§ Stored data
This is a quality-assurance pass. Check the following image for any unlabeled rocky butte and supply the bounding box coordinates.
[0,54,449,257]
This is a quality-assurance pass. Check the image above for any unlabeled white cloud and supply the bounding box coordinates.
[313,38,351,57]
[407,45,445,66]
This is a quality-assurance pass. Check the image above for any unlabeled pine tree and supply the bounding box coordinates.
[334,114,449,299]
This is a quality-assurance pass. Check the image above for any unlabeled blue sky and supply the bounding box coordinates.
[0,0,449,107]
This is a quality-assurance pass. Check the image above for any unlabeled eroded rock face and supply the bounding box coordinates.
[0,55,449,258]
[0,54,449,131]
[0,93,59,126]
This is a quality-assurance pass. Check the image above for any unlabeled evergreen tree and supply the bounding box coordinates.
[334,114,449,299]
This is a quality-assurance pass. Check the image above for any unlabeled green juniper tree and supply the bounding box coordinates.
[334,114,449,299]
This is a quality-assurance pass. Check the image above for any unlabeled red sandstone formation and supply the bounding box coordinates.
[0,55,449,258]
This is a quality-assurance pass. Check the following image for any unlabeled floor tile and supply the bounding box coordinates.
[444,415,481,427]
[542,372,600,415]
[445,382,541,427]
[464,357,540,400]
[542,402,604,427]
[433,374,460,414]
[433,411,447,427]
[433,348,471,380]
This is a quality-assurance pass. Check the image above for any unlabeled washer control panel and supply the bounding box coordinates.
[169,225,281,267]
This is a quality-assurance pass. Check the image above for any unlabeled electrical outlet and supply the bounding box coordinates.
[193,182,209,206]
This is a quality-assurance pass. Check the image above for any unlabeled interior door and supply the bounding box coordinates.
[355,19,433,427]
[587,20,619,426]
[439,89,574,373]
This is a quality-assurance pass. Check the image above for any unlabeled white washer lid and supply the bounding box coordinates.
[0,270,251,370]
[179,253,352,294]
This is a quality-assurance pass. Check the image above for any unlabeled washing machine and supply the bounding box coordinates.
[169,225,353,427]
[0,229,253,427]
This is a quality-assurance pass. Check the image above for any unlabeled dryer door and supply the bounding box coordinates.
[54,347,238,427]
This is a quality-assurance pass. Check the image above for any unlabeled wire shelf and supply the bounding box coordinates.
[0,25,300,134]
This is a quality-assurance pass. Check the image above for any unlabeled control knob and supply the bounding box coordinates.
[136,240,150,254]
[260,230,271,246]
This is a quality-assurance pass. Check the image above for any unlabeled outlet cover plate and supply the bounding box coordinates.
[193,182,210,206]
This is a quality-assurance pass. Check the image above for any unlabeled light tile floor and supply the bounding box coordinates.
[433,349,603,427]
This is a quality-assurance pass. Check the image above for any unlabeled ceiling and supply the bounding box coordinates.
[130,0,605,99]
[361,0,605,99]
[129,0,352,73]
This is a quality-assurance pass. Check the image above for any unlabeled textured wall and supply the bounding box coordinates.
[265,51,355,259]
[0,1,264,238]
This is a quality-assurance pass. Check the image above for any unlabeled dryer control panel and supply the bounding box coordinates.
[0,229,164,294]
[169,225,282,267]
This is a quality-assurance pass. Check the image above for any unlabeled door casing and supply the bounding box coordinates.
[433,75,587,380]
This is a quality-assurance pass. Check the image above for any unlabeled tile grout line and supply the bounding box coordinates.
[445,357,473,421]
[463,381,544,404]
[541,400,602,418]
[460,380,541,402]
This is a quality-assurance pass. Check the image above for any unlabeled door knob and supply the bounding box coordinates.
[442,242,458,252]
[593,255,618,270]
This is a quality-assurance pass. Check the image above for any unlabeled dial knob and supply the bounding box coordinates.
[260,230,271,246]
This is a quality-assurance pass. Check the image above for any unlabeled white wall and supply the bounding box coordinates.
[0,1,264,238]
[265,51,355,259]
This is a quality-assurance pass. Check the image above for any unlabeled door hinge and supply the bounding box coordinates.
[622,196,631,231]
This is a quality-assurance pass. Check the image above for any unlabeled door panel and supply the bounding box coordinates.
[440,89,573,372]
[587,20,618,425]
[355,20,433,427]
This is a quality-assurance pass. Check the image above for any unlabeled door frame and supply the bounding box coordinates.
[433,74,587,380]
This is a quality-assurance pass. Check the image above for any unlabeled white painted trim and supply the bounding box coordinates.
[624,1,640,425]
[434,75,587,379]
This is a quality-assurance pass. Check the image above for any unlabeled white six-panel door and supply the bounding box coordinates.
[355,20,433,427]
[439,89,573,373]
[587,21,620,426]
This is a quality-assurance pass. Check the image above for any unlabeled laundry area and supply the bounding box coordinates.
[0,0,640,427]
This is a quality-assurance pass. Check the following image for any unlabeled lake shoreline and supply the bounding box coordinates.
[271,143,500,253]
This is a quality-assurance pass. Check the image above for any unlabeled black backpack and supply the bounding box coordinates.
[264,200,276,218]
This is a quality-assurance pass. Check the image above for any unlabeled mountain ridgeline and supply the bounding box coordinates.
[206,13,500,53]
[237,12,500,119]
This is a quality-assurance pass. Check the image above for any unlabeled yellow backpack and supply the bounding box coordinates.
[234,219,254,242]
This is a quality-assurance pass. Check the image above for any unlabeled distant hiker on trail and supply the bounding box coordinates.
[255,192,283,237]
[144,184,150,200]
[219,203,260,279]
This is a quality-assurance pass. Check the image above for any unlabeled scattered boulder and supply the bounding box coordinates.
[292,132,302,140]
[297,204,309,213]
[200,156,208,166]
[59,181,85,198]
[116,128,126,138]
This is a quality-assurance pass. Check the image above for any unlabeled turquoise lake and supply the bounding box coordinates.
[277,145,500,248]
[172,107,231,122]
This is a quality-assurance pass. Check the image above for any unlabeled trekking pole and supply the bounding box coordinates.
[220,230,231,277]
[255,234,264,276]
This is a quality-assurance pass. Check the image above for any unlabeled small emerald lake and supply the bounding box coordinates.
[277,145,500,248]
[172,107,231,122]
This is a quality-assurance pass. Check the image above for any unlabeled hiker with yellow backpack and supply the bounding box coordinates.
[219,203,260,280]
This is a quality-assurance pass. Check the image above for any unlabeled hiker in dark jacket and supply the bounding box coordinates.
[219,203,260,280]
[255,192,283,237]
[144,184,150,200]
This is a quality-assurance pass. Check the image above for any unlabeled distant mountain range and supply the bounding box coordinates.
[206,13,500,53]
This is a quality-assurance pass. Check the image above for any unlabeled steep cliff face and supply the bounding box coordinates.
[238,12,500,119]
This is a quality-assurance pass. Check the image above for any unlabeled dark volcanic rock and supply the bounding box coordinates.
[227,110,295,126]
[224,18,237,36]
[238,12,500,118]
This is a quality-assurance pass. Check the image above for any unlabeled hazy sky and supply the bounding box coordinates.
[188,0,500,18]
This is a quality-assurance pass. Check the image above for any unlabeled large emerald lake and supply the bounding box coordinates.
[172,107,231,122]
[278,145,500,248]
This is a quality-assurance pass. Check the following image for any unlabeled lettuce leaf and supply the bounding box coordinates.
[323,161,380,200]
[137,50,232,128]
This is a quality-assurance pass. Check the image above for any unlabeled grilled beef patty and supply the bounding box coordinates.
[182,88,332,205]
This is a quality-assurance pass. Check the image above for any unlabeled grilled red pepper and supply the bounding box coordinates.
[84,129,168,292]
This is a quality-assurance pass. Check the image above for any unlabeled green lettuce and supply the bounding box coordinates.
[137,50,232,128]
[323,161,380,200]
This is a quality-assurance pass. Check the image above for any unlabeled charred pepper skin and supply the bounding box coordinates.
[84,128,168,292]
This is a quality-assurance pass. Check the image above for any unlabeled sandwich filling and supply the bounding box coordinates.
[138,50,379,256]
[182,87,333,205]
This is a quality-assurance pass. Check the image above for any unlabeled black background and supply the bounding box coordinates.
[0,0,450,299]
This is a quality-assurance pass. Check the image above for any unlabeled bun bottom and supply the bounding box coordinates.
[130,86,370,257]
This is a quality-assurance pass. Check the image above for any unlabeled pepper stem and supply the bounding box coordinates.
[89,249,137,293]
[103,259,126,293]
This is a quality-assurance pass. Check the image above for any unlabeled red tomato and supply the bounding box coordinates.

§ Work to complete
Turn the lines from the one containing "frame and supply the bounding box coordinates." through the one containing "[434,75,587,379]" into a numbered list, omitting any blank lines.

§ Answer below
1. This is a quality-assurance pass. Check the image above for any unlabeled door frame and supply the bounding box coordinates.
2. [433,74,587,380]
3. This is a quality-assurance pass. Check the image above for any unlabeled white painted trim and supply the bounding box coordinates.
4. [624,1,640,425]
5. [434,75,587,379]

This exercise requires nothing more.